*WRITTEN INSTRUCTION 1*: In the rows after the text below, shift each recorded point coordinate by adding 31 to every number. Then write all the rows out again, requests included.

*PROVIDED TEXT*:
# # #

Shannon showed that, in general, we can construct an optimally short encoding, without any loss of information, if we assign a code of length log(1/p) bits to a signal that has a probability of p. That is, if the frequency of a signal from a source is p, and we want to encode that source, then we should assign a code of length log(1/p) to the signal. It follows that if a source has N possible signals, and the probability of each signal is 1/N (i.e., the signals have a uniform distribution), then the expected code length of a signal generated by the source is log(N).

Resource Management and Human Behavior

Even though it is ultimately a human being that will assign a code to a signal, and therefore ascribe information to the signal, if we take a step back, we see that, using an optimal encoding, a low probability event carries more information than a high probability event. Moreover, Shannon’s coding method is objectively optimal, in that it is not possible to construct a better encoding without losing information (if we’re considering only the distribution of the signals). That is, a source generates signals, not information, but once a human being observes a source, a representational system is required if that person wants to record, or communicate, the signals generated by that source, which will produce information. As a result, though a human being must take the active steps of observing a source, and then encoding its signals, there is an objective component to the statement that low probability events carry more information than high probability events. This is consistent with common sense, and possibly even how our brains filter information. Put crudely, as an example, high probability stories are generally considered boring (e.g., “I went to my local pub last night”), whereas extraordinary, and unlikely tales generally garner a great deal of attention and inquiry (e.g., “I met a celebrity at my local pub last night”).

# # #

*STORED DATA*:
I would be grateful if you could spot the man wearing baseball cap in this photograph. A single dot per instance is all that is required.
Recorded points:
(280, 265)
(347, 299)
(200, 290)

# # #

*WRITTEN INSTRUCTION 2*: Go on with the passage on Shannon's encoding and information, starting after its last sentence.

*EXERCISE RESPONSE 1*:
I would be grateful if you could spot the man wearing baseball cap in this photograph. A single dot per instance is all that is required.
Recorded points:
(311, 296)
(378, 330)
(231, 321)

*EXERCISE RESPONSE 2*:
You could take the view that this is just an oddity of human nature, and that people prefer unusual tales. Alternatively, you could also take the view that it is instead the consequence of something much more profound about how our brains filter out the information that constantly bombards our senses. Specifically, it seems possible that our decisions allocate resources to the experiences most likely to generate the lowest probability signals, thereby maximizing our information intake. Without spending too much time on the topic, this view could explain why human beings are generally drawn towards things and experiences that are presented as exclusive, rare, or unusual, and less enthusiastic about things and experiences that are presented as common, or mundane. In this view, pretensions and preferences are the product of a rational resource management system that allocates the senses towards experiences that are most likely to maximize the amount of information observed.

Information and Probability

Returning to the original problem above, the probability of an event should then be a function of the probabilities implied by a data set, and the importance of each data point in our data set. For simplicity, let’s assume that we have total confidence in the data from which we derive our probabilities. That is, we’re assuming our data is free from errors and reflects events that actually occurred, and were properly measured and recorded.

Let’s begin with the classic example of a coin toss, and assume that 5 people are all tossing perfectly identical coins, 25 times each, and recording the results. If one of those 5 people came back and said that they had tossed 25 heads in a row, we would probably view that as extraordinary, but possible. Considering this person’s data in isolation, the observed probability of heads would be 1, and the observed probability of tails would be 0. In contrast, our ex ante expectation, assuming the coins were expected to be a fair, would have been that the probability of each of heads and tails is 1/2. Assuming that all of the other people come back with roughly equal probabilities for heads and tales, our outlier data set would assign a probability of 1 to an event that we assumed to have a probability of 1/2, and a probability of 0 to another event that we assumed to have a probability of 1/2.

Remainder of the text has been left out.